→ **Direction**:
Can you repeat, word for word, only the lines of the data below that run from the line containing "Could you please drop a point on the coach" through the line containing "<point>635,168</point>"?

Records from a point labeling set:
────────────────

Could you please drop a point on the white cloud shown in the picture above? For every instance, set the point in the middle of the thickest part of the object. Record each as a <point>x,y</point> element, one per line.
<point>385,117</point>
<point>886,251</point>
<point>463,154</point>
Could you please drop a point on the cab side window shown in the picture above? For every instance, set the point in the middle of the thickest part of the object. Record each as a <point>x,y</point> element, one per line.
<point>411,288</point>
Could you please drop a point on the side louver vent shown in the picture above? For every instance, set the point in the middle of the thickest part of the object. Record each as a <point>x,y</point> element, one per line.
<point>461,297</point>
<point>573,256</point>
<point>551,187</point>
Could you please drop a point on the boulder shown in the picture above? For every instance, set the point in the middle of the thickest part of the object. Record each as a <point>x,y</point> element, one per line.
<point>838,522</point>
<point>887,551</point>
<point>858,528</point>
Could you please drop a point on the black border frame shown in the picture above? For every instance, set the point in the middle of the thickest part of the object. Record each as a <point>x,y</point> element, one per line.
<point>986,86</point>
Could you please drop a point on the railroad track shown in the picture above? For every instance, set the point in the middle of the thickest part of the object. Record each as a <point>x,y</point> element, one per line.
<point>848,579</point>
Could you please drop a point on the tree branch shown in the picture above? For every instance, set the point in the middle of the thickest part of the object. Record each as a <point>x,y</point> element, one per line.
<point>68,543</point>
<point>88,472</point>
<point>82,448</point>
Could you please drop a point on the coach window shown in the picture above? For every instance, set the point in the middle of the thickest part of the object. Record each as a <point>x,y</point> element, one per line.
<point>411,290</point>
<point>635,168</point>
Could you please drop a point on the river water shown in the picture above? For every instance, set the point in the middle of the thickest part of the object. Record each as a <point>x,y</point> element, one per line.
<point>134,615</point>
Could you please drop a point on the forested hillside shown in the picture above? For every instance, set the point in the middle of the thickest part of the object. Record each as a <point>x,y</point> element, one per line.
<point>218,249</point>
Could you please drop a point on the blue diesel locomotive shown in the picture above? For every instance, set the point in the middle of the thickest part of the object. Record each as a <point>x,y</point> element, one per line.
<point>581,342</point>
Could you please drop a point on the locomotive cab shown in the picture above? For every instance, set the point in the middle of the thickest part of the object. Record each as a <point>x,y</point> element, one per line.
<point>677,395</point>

────────────────

→ **Answer to this problem**:
Could you please drop a point on the coach window shown in the picture above? For every instance, set the point in the middle of the thickest part of the object. Record each as a <point>x,y</point> element, one per line.
<point>411,290</point>
<point>635,168</point>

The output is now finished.